━━━━━ Data records

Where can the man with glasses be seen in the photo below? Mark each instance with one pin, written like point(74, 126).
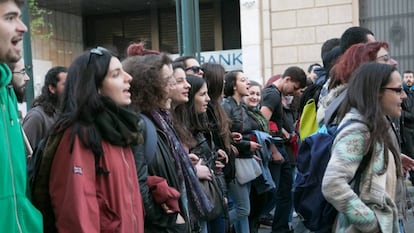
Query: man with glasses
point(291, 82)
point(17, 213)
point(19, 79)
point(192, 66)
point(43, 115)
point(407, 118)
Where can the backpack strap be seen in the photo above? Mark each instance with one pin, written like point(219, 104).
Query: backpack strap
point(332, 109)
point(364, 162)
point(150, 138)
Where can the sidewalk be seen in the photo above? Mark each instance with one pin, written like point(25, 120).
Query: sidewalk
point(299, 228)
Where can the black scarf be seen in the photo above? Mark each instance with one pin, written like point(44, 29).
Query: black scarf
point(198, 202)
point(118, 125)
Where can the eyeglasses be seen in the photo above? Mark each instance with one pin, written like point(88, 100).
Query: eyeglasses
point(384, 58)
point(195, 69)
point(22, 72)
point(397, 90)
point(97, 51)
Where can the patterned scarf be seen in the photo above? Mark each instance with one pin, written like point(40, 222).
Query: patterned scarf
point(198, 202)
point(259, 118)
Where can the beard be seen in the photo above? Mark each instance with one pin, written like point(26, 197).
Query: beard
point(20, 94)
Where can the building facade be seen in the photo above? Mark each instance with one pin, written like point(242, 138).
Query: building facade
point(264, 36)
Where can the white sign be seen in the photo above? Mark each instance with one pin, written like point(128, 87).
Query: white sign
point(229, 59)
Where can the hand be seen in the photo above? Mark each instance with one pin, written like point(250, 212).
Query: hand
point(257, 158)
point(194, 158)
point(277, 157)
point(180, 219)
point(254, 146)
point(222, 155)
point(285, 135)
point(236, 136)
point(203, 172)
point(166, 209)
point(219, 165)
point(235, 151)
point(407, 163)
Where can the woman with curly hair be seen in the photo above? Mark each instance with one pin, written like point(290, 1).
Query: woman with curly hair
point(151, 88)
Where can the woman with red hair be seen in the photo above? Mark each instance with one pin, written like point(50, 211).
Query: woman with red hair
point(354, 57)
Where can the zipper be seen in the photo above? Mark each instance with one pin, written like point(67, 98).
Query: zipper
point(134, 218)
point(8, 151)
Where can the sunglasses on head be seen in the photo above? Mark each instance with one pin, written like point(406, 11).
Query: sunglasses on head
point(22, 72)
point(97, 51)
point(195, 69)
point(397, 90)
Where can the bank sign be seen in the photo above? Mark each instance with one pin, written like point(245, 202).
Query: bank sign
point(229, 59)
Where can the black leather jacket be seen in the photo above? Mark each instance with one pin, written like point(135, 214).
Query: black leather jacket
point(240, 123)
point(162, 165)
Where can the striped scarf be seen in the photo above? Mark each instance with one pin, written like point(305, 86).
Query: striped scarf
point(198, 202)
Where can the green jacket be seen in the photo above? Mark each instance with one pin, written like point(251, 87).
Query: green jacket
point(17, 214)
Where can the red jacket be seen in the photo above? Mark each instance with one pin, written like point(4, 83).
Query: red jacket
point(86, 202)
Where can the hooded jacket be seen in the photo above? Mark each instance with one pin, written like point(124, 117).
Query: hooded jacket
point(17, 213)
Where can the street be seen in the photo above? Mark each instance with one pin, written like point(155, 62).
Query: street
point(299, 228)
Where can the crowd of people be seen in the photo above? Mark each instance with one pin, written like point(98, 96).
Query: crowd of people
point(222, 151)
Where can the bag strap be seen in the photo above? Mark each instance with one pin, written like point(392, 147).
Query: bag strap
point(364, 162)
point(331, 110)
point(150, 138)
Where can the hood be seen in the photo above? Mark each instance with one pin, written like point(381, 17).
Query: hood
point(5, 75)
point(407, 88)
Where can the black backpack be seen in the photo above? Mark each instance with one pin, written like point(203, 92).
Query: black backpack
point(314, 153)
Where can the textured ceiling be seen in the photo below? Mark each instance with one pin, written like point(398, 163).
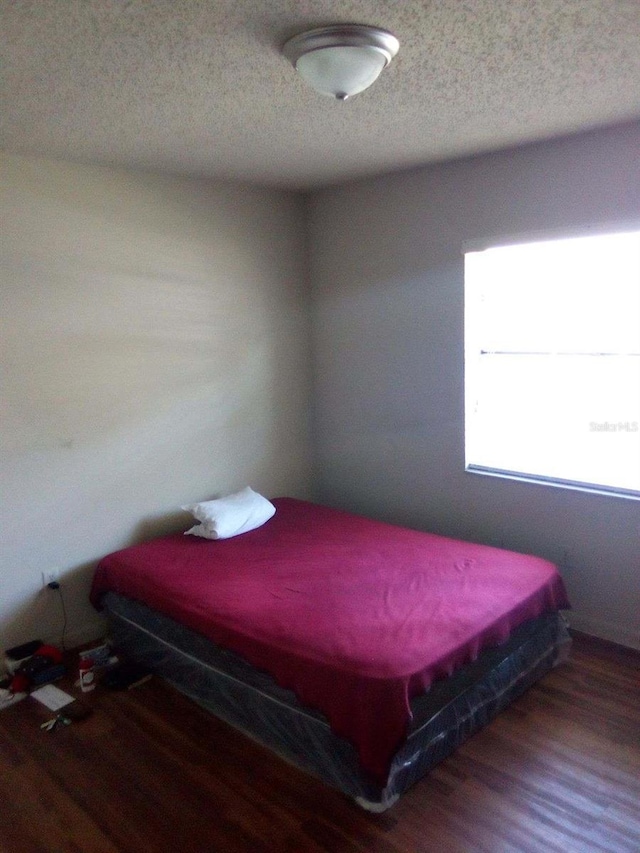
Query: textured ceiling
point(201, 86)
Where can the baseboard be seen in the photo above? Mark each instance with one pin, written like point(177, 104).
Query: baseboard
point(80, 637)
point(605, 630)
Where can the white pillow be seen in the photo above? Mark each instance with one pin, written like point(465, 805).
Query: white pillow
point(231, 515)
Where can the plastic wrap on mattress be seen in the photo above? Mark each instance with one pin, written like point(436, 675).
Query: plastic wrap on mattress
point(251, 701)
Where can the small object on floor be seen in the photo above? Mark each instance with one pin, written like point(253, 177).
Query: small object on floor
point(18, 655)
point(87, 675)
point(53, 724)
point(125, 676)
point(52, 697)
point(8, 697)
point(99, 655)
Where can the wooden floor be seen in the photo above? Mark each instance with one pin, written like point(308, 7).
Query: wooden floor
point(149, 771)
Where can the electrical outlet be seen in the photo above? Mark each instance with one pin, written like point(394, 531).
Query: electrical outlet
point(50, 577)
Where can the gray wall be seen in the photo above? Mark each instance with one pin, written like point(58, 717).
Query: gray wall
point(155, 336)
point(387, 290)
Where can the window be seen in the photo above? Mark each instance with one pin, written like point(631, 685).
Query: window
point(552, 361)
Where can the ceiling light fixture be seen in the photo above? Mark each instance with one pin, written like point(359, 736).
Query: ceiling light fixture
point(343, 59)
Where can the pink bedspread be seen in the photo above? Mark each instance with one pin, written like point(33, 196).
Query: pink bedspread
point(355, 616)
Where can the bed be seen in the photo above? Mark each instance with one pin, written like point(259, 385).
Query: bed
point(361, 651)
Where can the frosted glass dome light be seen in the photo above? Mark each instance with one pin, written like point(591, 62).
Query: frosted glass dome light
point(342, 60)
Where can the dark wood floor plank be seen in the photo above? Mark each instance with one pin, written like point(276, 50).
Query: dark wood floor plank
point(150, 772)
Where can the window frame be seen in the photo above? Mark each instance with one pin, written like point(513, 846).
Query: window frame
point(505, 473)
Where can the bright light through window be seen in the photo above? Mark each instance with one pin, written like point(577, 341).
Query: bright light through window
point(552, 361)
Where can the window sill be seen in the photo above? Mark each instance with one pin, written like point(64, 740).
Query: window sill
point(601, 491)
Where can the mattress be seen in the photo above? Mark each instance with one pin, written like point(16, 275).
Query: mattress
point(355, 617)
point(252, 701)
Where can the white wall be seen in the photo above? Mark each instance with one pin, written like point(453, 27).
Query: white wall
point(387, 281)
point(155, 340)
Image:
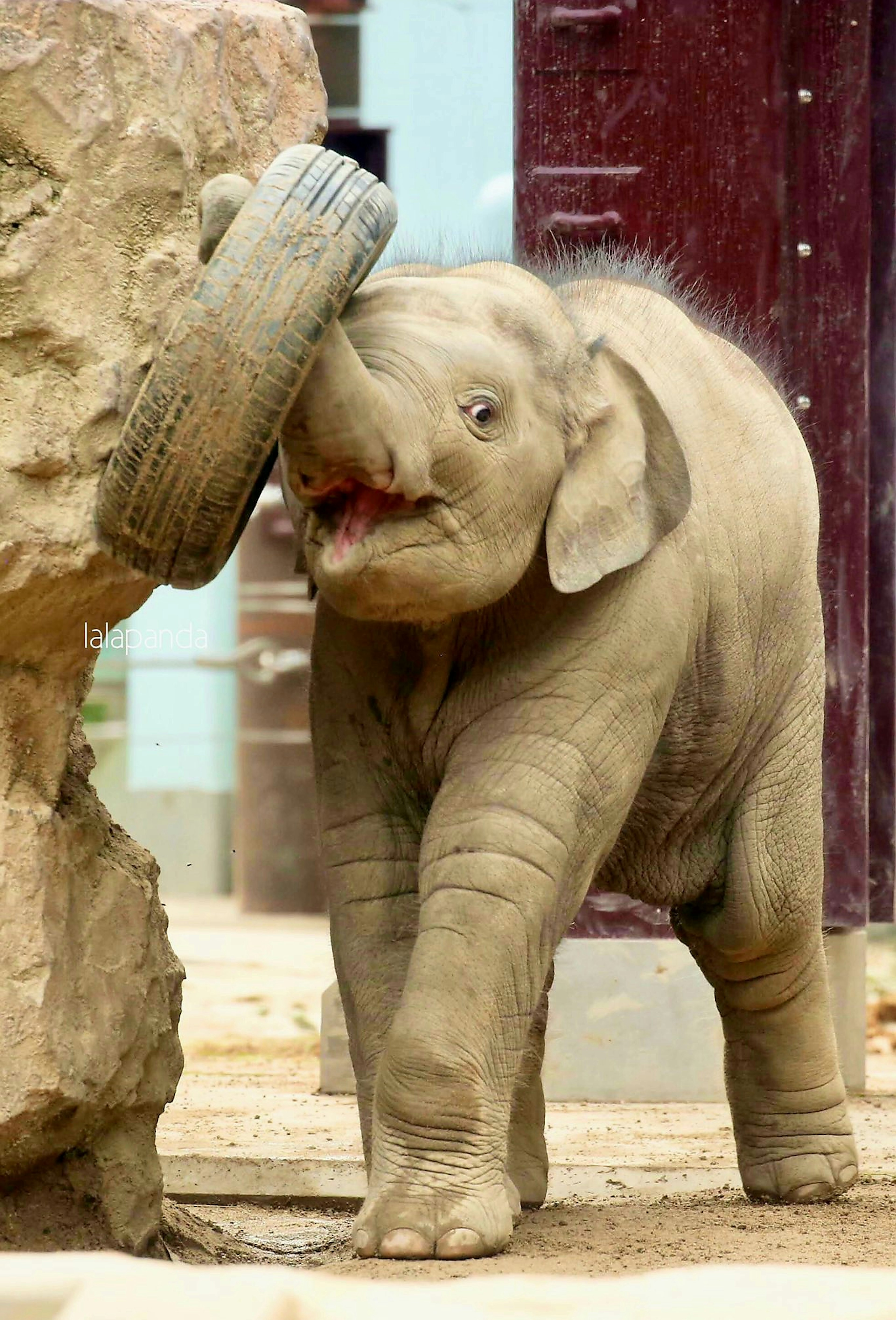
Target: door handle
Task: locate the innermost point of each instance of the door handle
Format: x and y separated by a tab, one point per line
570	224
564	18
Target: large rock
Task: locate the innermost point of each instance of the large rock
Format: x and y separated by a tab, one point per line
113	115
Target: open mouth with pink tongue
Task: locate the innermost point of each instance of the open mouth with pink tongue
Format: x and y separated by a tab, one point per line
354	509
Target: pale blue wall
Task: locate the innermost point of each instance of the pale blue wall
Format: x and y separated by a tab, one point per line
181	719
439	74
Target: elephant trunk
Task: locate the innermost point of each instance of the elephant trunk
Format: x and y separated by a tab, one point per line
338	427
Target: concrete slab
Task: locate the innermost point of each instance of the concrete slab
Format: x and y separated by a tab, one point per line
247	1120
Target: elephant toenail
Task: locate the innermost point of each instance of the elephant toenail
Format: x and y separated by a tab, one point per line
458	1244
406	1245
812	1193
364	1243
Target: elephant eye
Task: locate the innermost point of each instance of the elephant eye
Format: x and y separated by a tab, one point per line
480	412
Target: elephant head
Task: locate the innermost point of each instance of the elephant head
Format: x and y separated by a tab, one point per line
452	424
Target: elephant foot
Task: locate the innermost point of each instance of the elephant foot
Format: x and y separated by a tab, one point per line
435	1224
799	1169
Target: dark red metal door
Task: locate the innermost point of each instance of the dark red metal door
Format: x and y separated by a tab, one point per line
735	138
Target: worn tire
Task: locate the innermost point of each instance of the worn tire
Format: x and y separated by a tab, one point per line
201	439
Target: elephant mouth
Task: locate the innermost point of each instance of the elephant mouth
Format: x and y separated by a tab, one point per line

━━━━━━━━━━

**Work to be completed:**
Using the data above, output the line that has "Query: bag strap", the line that has "Where can the electrical", and whatever lines fall between, each exactly as it stands and without pictures.

**Answer to the problem:**
Query: bag strap
point(364, 162)
point(331, 110)
point(150, 138)
Where can the hood be seen in the photo above? Mark each instance with one pin, written like point(381, 17).
Query: hood
point(5, 75)
point(407, 88)
Where can the black backpack be seen in the photo above? Mark each instance with one pin, written like point(203, 92).
Query: black backpack
point(314, 153)
Where can the textured ceiling be seen in the photo below? Mark each instance with one pin, written like point(398, 163).
Query: textured ceiling
point(201, 86)
Where can the baseboard be seen in the photo above? Mark each instance with one pin, written like point(177, 104).
Query: baseboard
point(80, 637)
point(605, 630)
Where can the white pillow be seen in the photo above? Mark each instance with one pin, written like point(465, 805).
Query: white pillow
point(231, 515)
Where can the plastic wrap on mattress be seen in the photo above? Mark each instance with one pin, written like point(436, 675).
Query: plastic wrap on mattress
point(251, 701)
Where can the small object on floor be seen in the photo above? Mark each instance with one pin, written like point(253, 177).
Query: small object on floor
point(18, 655)
point(87, 675)
point(53, 724)
point(125, 676)
point(52, 697)
point(8, 697)
point(99, 655)
Where can the wooden floor be seen in the photo above? Mark each instance with one pin, written like point(308, 7).
Query: wooden floor
point(149, 771)
Where can the electrical outlet be seen in the photo above? Mark each instance with one pin, written like point(394, 531).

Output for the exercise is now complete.